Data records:
=== Section Start ===

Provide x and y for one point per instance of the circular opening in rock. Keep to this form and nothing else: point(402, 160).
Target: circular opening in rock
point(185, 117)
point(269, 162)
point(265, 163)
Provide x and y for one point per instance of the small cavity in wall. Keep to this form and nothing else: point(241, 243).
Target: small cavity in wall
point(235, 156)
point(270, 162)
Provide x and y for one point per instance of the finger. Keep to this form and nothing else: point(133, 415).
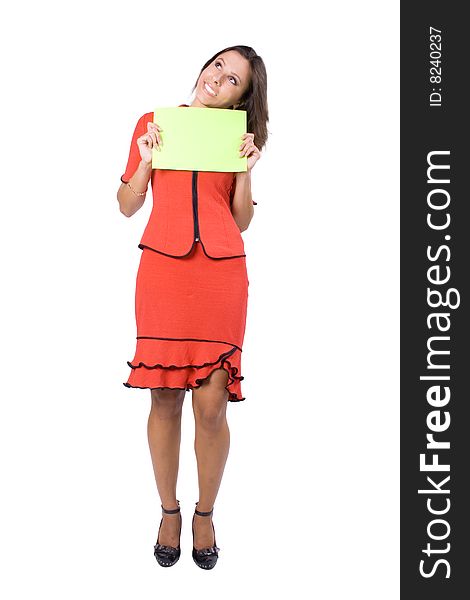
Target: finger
point(154, 130)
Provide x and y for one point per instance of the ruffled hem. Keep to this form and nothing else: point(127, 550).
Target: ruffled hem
point(184, 364)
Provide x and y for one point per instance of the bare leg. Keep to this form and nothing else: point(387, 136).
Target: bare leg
point(164, 436)
point(211, 444)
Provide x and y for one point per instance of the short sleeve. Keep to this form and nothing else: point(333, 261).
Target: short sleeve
point(134, 154)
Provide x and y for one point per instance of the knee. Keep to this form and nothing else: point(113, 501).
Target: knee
point(210, 417)
point(167, 403)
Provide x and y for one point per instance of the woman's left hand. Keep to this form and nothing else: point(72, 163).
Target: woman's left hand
point(249, 150)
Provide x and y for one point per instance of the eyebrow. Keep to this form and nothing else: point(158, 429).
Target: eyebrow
point(220, 58)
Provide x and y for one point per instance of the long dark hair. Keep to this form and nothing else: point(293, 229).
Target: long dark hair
point(255, 99)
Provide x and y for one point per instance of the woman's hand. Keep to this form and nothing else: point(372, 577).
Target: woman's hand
point(249, 150)
point(149, 140)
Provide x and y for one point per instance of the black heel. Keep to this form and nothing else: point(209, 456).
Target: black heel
point(167, 556)
point(205, 558)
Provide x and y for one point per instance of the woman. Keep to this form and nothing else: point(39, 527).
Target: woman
point(191, 294)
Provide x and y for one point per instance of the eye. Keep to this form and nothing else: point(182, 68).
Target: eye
point(231, 77)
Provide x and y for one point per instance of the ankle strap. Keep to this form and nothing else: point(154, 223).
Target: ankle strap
point(171, 511)
point(203, 514)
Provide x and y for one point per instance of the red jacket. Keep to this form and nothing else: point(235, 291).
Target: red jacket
point(188, 207)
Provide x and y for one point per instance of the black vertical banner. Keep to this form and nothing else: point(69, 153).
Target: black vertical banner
point(435, 250)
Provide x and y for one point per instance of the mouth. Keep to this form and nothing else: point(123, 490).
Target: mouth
point(208, 89)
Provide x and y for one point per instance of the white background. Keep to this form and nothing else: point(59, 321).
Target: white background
point(308, 506)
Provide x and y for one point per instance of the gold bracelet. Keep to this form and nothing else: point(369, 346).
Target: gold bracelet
point(136, 193)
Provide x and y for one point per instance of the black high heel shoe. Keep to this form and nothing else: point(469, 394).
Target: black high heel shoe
point(205, 558)
point(167, 556)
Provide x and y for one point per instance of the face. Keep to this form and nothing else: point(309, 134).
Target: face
point(229, 77)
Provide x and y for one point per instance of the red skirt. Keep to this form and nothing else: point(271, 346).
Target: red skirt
point(190, 314)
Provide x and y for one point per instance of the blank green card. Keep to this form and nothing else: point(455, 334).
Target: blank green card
point(200, 139)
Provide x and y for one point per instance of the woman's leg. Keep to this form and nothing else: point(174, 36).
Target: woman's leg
point(164, 436)
point(211, 444)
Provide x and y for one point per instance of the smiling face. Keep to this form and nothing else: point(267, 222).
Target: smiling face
point(228, 77)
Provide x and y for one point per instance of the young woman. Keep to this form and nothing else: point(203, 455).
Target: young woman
point(191, 294)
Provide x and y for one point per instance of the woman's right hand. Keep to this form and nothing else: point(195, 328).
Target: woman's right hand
point(149, 140)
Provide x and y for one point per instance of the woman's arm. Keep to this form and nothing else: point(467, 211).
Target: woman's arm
point(129, 203)
point(242, 203)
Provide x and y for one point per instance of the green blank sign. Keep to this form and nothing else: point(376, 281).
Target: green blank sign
point(200, 139)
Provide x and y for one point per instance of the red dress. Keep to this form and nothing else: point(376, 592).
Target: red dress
point(192, 286)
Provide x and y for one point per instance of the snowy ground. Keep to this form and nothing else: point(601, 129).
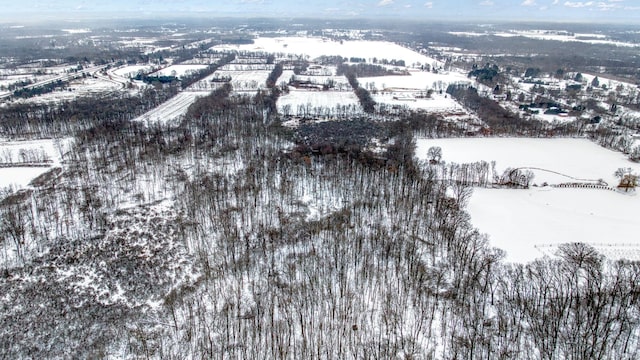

=== Section End ===

- **PROBLEM DETAILS**
Only the pictures may be dropped; print every record exactly as given.

- **WORKED SOLUTION**
Provide x and y for one point per instance of the circular opening in rock. Keep to this form and nothing else: point(402, 160).
Target: circular opening in rock
point(185, 117)
point(269, 162)
point(265, 163)
Provide x and y for one point per instance of the small cavity in wall. Keep to this form and nothing else: point(241, 243).
Target: small cavity in wall
point(235, 156)
point(270, 162)
Provide x and y for one point per instance of the finger. Keep to this form and nothing else: point(133, 415).
Target: finger
point(154, 130)
Provide x and y for one point per instance of the ruffled hem. Keep to this form and nothing else: point(127, 550).
Target: ruffled hem
point(184, 364)
Provide x and y for one point per instance of the bare leg. Keep to this form and nothing else: point(387, 136).
Target: bare leg
point(164, 436)
point(211, 444)
Provide x and y for one point per instance of the short sleeve. Keep to this form and nothing else: point(333, 261).
Target: short sleeve
point(134, 154)
Provide x and y for one point per instance of the knee. Keep to this form and nothing else: point(113, 501).
Target: knee
point(210, 417)
point(167, 403)
Provide x and y for one point per instance of the woman's left hand. Keep to this form and nothing else: point(72, 163).
Target: woman's left hand
point(249, 150)
Provide x and y for one point per instance of the eyebrow. Keep to this form and nothing else: point(158, 429).
Target: eyebrow
point(220, 58)
Provide x and y for one point per instance of the long dark hair. Keep to this form and nothing else: point(293, 229).
Target: long dark hair
point(255, 99)
Provide x and y for one point per instance of the woman's hand. Keep to this form and nothing else: point(372, 577).
Target: woman's hand
point(249, 150)
point(149, 140)
Provide x and y for one point per instance of the black heel. Keep to this form and nothing else: point(209, 456).
Target: black heel
point(167, 556)
point(205, 558)
Provide x and y for one point per instance of the woman. Keep to this form and nothing else: point(39, 527).
Target: woman
point(191, 294)
Provide x and y for one point per instance of the eye. Keep to this form and nothing else: point(182, 68).
Target: eye
point(231, 77)
Provide x and y for one point per instance of the ankle strap. Keep to this form and nothing else: point(154, 223).
Target: ankle strap
point(171, 511)
point(203, 514)
Provide x and y for one point per instance of the red jacket. Keep to this form and nothing else: point(235, 291).
Target: red jacket
point(188, 207)
Provide x and y for one point per instance of the black vertical banner. Keep to this form and nothing else: point(69, 153).
Target: black vertical banner
point(435, 250)
Provide x and y for one point per instance of the mouth. Keep to this form and nothing else: point(123, 490).
Target: mouth
point(208, 89)
Provide x and y for one point per instance of the white background. Keep to this form and nothing else: point(59, 321).
Target: white background
point(308, 506)
Provide x and y for one point per instance of the gold bracelet. Keep to this form and nothing else: point(369, 346).
Target: gold bracelet
point(136, 193)
Provide x and y for one point per instance of the black high heel shoe. Keep to this form and nothing else: point(469, 394).
Target: black high heel shoe
point(205, 558)
point(167, 556)
Provide x and y for one point per instance of the face. Keep to this form and nothing else: point(309, 134).
Target: face
point(229, 77)
Provide x and y for one point per instance of the red skirt. Keep to this form and nothing else: point(271, 346).
Target: red skirt
point(190, 314)
Provide x and y for one point per instance of the blank green card. Keep to this form and nothing else: point(455, 334).
Target: blank green card
point(200, 139)
Provide x and y for one point per instance of the woman's leg. Keep to this form and nothing else: point(174, 36).
Target: woman's leg
point(164, 436)
point(211, 444)
Provide x and y for one point per instance of the smiling face. Keep to this form and nothing else: point(267, 222).
Target: smiling face
point(228, 77)
Provide x and y for one point per instance of the young woman. Keep to this form and nothing else: point(203, 455).
Target: young woman
point(191, 294)
Provide x and y for one point per instance of the woman's right hand. Keep to this form and nothing else: point(195, 328).
Target: woman's right hand
point(149, 140)
Provide x and y for one point per instance of the woman's arm. Keep to this form and nothing else: point(467, 211).
Target: woman's arm
point(129, 203)
point(242, 203)
Provide x and y for one point per instance of the green blank sign. Keep to this form and nothing else: point(376, 281).
Target: green blank sign
point(200, 139)
Provide x and y for one point per instance of the red dress. Keep to this form and nothing else: point(376, 592).
Target: red dress
point(192, 286)
Provide x and y for one point per instance of the snowy ground. Keep to this form and nothing else: point(601, 129).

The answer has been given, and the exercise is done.